**OBJETIVO DECLARADO 1**
Liste os adjetivos com que o texto caracteriza as relações que permeiam a sociedade líquida definida por Bauman.

**** TEXTO DE LEITURA ****

Debora Spagnol

 

Debora SpagnolA internet e as mídias sociais trouxeram a possibilidade de ampliação do conhecimento e das informações sobre todos os assuntos possíveis, propiciando a oportunidade de novas reflexões sobre o mundo e o comportamento. Dentro desse caldeirão de novos conceitos, estilos de vida e de relacionamento, as pessoas são livres para escolher como exercer seu afeto e sua sexualidade e o fazem das mais variadas formas, objetivando sempre a felicidade. (1)

Vivenciamos a “modernidade líquida” tão propalada pelo filósofo e ensaísta polonês Zygmunt Bauman, que afirma serem as identidades muito semelhantes a uma crosta vulcânica que endurece, derrete novamente e muda permanentemente de forma. O termo cunhado pelo pensador reflete a volatilidade de uma sociedade em que muitos fatores levam as pessoas a desenvolver uma identidade e personalidade flexível e versátil com a qual possa mais facilmente se adaptar às rápidas e permanentes mudanças e reviravoltas da vida moderna. É a diferença entre o sólido (rocha) e o líquido. Enquanto a rocha, independentemente do tempo e agentes externos é mantida da mesma maneira, o líquido é alterado e adaptado de acordo com os agentes de pressão.

A sociedade líquida definida por Bauman é aquela permeada por relações fluídas, frágeis, descompromissadas. É a era denominada pós-modernidade. Não se trata mais de uma sociedade em que os indivíduos sabem o seu destino desde o nascimento: agora todos estão imersos em um espaço social onde – teoricamente – escolhem seu próprio futuro, definem o seu caminho e são responsáveis pelos seus fracassos. Ninguém é, e sim está. (2)

**** REGISTROS DO EXERCÍCIO ****

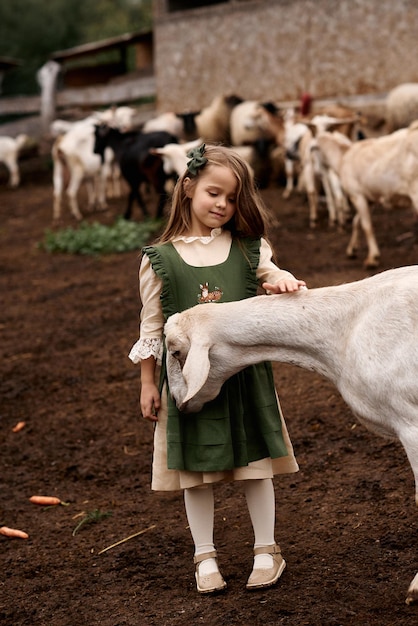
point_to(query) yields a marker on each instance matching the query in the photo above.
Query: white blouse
(199, 252)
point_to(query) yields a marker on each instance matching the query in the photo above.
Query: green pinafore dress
(243, 423)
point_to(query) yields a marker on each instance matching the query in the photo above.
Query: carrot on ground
(45, 500)
(18, 427)
(13, 532)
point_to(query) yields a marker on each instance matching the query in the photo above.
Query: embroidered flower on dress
(209, 296)
(144, 348)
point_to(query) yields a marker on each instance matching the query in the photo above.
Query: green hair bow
(197, 160)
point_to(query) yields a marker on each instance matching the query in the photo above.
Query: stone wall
(278, 49)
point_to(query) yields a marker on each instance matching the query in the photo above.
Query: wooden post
(47, 78)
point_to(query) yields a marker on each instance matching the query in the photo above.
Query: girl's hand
(150, 401)
(285, 285)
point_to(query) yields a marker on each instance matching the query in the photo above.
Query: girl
(214, 249)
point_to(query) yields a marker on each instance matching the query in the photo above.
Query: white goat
(379, 169)
(9, 155)
(362, 336)
(73, 152)
(402, 106)
(169, 122)
(174, 155)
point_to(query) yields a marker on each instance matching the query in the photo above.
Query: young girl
(213, 249)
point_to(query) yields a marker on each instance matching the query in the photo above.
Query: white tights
(199, 504)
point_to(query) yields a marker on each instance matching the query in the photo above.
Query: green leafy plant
(92, 517)
(94, 239)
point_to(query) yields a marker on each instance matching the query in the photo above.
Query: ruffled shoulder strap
(251, 250)
(160, 257)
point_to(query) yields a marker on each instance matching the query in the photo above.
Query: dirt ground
(347, 522)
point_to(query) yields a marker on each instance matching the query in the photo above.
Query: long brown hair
(250, 217)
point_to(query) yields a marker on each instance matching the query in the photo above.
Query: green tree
(30, 30)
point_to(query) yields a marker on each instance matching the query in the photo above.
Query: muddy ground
(347, 522)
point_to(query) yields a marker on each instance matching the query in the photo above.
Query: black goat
(137, 164)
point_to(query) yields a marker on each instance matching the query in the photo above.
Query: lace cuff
(145, 348)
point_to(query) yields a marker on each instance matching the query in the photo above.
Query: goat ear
(196, 369)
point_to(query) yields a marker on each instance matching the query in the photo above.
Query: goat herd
(321, 149)
(327, 151)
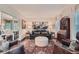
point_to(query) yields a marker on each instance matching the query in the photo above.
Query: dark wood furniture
(40, 32)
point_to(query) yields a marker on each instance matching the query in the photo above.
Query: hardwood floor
(54, 47)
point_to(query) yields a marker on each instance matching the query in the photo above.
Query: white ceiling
(35, 10)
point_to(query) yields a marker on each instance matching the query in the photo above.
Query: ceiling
(35, 10)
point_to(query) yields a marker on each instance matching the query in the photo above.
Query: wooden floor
(54, 47)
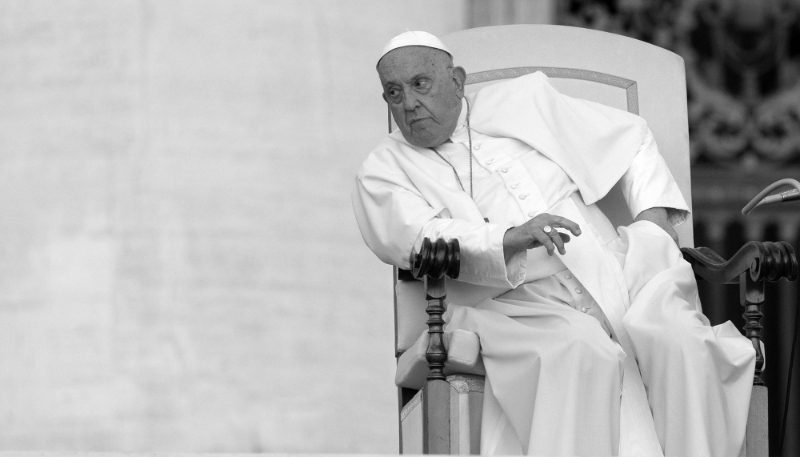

****

**OBJETIVO DECLARADO 2**
Colete, por favor, todas as linhas dos registros em que aparece a palavra "girl", diferenciando maiúsculas de minúsculas.

**RESPOSTA DA TAREFA 1**
fluídas, frágeis, descompromissadas

**RESPOSTA DA TAREFA 2**
Query: girl's hand
Query: girl
Query: young girl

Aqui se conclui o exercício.